■ **EXTRACTED TEXT**
- Opening Delimiter -
Equations for Pearson, Spearman, and Kendall.
Schober P., Boer C., and Schwarte A. Correlation Coefficients: Appropriate Use and Interpretation at https://pubmed.ncbi.nlm.nih.gov/29481436/.
Discussion of Kendall at https://stats.stackexchange.com/a/18136/100300/.

Creating a correlation heatmap¶

Howto

Insert a heatmap using the button in the toolbar.
In Heatmap Correlation, click on Correlation Coefficient, and choose a correlation coefficient method.
In the sidebar, under Pairwise Rows/Columns, click on Name and choose the variable you want to display.
Click on Values and select the values for the heatmap axes.
Under Correlated Vectors, choose the Name and Values that will build the vectors used to calculate the correlation coefficients.

Plot Styling¶

Color options¶

Color options vary depending on the kind of data being displayed. Color scales are a continuous range of colors, used by density dot plots and heatmaps to display data. Color palettes are used by bar graphs, line graphs, box plots, and other figures to distinguish different data groups from each other.

Customizing color palettes¶

CellEngine offers several default color palettes, including a low-contrast and an achromatic option, but palettes can also be expanded or customized entirely.
- Closing Delimiter -
■ **DATASET CONTENT**
- Opening Delimiter -
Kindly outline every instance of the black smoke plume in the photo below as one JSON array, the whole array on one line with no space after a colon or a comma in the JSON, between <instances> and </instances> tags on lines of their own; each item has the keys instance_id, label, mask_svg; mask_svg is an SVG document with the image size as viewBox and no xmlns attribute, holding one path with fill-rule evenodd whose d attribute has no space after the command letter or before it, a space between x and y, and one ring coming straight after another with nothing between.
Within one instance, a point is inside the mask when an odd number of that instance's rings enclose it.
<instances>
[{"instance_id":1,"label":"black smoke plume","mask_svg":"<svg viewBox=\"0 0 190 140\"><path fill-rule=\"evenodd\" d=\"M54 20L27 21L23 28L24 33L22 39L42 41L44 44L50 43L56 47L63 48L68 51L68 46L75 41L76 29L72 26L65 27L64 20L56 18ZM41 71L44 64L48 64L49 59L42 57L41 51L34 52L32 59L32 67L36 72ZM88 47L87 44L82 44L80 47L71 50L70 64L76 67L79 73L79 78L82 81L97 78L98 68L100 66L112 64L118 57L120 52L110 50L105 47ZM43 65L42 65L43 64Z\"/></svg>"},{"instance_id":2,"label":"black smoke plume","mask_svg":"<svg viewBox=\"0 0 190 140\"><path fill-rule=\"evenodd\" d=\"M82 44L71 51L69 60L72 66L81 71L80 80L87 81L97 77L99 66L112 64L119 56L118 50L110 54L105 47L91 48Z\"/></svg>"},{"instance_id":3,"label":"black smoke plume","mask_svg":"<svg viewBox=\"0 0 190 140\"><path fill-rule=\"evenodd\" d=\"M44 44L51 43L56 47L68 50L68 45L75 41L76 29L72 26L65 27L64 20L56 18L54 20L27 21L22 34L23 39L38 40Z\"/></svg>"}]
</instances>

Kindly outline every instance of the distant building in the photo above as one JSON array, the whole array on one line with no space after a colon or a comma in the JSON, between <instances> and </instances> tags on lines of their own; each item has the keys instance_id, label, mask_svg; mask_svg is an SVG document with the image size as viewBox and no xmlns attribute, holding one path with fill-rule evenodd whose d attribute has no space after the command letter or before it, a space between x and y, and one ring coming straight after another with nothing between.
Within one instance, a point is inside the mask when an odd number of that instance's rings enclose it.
- Closing Delimiter -
■ **ASSIGNMENT 1**
Reproduce the part of the CellEngine excerpt that begins at the words "In Heatmap Correlation, click" and stops after "the correlation coefficients.".
■ **ASSIGNMENT 2**
Answer these questions from the CellEngine excerpt:
(a) What is used to insert a heatmap?
(b) Which plots use color scales to display data?
(c) Which two options do CellEngine's default color palettes include?
■ **ASSIGNMENT 3**
Rewrite the CellEngine excerpt's paragraph that begins "Color options vary depending" as a short bulleted list that keeps its main facts.
Answer from the CellEngine excerpt alone.

■ **ANSWER 1**
In Heatmap Correlation, click on Correlation Coefficient, and choose a correlation coefficient method.
In the sidebar, under Pairwise Rows/Columns, click on Name and choose the variable you want to display.
Click on Values and select the values for the heatmap axes.
Under Correlated Vectors, choose the Name and Values that will build the vectors used to calculate the correlation coefficients.

■ **ANSWER 2**
(a) The button in the toolbar.
(b) Density dot plots and heatmaps.
(c) A low-contrast option and an achromatic option.

■ **ANSWER 3**
- Color options depend on the kind of data displayed.
- Color scales are a continuous range of colors. Density dot plots and heatmaps use them.
- Color palettes distinguish data groups from one another. Bar graphs, line graphs, box plots, and other figures use them.